„Auf individueller Ebene sehen wir viele Erfolge“

Friedensarbeit
Für Friedensarbeit braucht es Geduld. Etwa wenn die Registrierung die Christlichen Friedensdienstes EIRENE in den Sahelstaaten erst nach einem Jahr verlängert wird. Oder wenn die Erfolge der Zusammenarbeit mit örtlichen Frauengruppen am allgegenwärtigen Patriarchat in Bolivien nicht wirklich viel ändern. Ali Al-Nasani, Geschäftsführer von EIRENE, bringt diese Geduld mit.

Ali Al-Nasani ist Geschäftsführer des Internationalen Christlichen Friedensdienstes EIRENE.

Womit beschäftigen Sie sich gerade?
Mit der schwierigen Lage in den Sahelstaaten. Deren Militärregierungen machen NGOs momentan das Arbeiten politisch und administrativ schwer. In Mali beispielsweise mussten wir über ein Jahr lang darauf warten, dass unsere Registrierung verlängert wurde. Das bremst unsere Friedensprojekte mit örtlichen Organisationen und Radiostationen. Andererseits muss man sagen: Wer aus dem Ausland bei uns in Deutschland arbeiten möchte, hat es auch nicht immer einfacher... Und die Regierungen in Mali, Burkina Faso und Niger scheinen bei der Bevölkerung trotz ihrer autokratischen Politik nicht unbeliebt zu sein.

# [Deine Aufgaben]
(a) Wähl aus den Datensätzen jede Zeile aus, in der das Wort „kayaker“ steht, und schreib sie ab. Groß- und Kleinschreibung zählt.
(b) Greif den Text über Friedensarbeit auf und schreib ihn nach seinem letzten Satz weiter.

# [Ausgelesene Daten]

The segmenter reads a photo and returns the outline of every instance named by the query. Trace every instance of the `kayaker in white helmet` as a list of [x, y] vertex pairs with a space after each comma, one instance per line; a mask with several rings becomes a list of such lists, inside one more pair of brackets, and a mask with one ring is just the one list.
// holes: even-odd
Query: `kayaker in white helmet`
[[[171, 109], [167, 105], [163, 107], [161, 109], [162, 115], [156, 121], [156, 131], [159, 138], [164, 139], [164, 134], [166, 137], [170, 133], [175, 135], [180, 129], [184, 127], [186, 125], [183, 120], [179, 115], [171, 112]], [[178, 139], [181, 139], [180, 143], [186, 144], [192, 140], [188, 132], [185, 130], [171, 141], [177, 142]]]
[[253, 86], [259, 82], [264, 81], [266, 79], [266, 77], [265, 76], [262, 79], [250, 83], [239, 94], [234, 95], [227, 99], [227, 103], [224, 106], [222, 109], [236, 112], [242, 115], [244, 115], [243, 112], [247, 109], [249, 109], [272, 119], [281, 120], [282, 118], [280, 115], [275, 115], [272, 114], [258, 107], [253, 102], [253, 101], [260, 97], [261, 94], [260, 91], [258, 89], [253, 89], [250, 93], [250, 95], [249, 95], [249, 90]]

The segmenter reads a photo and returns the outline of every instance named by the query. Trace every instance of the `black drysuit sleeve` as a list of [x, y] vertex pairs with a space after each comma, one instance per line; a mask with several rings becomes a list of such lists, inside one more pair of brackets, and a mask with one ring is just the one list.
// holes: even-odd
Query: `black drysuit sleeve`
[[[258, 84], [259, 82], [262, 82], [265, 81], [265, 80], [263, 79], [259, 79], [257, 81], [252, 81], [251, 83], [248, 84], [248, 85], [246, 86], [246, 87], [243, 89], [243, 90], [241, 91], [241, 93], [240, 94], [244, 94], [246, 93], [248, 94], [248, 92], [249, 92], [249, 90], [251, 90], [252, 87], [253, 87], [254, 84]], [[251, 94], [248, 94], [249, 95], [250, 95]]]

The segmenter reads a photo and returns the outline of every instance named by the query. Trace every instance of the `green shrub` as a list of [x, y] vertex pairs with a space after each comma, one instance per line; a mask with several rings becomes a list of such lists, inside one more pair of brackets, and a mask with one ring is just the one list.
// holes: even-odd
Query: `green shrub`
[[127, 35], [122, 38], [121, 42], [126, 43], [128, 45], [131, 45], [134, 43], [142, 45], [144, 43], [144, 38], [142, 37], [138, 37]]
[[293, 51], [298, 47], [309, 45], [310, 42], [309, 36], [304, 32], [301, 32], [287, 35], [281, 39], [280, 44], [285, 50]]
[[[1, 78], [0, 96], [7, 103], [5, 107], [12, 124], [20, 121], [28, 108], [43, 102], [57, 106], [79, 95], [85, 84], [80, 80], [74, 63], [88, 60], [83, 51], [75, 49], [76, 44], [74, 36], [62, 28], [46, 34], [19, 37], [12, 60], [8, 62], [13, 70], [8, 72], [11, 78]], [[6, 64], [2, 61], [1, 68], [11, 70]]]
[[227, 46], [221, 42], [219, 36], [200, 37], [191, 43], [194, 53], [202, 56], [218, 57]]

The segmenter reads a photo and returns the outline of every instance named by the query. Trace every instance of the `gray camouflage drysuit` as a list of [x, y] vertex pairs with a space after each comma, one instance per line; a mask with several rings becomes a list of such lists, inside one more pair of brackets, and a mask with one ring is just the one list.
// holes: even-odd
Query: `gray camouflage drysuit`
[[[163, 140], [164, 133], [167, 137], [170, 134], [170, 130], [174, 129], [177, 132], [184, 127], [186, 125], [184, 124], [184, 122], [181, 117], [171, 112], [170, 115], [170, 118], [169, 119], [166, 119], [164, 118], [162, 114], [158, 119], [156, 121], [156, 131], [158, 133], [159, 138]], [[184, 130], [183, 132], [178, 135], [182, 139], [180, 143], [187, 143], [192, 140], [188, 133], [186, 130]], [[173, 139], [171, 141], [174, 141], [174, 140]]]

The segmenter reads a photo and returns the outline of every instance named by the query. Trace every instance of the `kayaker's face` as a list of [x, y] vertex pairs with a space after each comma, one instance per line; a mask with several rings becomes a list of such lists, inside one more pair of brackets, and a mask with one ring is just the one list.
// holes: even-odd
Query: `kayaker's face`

# [Erwartete Lösungen]
(a)
The segmenter reads a photo and returns the outline of every instance named by the query. Trace every instance of the `kayaker in white helmet` as a list of [x, y] vertex pairs with a space after each comma, one instance per line; a mask with several rings becomes a list of such lists, inside one more pair of brackets, and a mask with one ring is just the one list.
Query: `kayaker in white helmet`
The segmenter reads a photo and returns the outline of every instance named by the query. Trace every instance of the `kayaker's face` as a list of [x, y] vertex pairs with a space after each comma, one instance per line; a mask with several rings becomes a list of such lists, inside one more pair of brackets, and a mask with one ring is just the one list.
Query: `kayaker's face`

(b)
Wie kommt das?
Nun ja, ihre Vorgänger waren sehr unbeliebt. Sie haben die kolonialen Strukturen nicht abgeschafft, sondern – im Einvernehmen mit der ehemaligen Kolonialmacht Frankreich – anstelle der Franzosen einheimische Eliten an die Macht gebracht. Die Militärs geben sich jetzt als Kämpfer gegen Korruption und Kolonialismus, und mit populistischen Maßnahmen erfüllen sie diesen Anspruch für die Bevölkerung auch. 

Wie wirken Ihre Projekte?
Auf individueller Ebene sehen wir viele Erfolge. Beispielsweise arbeiten wir in Bolivien mit örtlichen Frauengruppen zusammen, um häuslicher Gewalt entgegenzuwirken – und sehen, dass Aufklärung und Unterstützung von Gewaltbetroffenen vor Ort Gewalt tatsächlich reduziert. Gleichzeitig ändert das aber ja nichts an den Machtstrukturen und dem allgegenwärtigen Patriarchat, so dass es immer wieder zu bedrohlichen Konstellationen kommt. Daran verzweifle ich manchmal ein bisschen, und nicht nur ich.

Haben Sie selbst einmal einen freiwilligen Friedensdienst absolviert?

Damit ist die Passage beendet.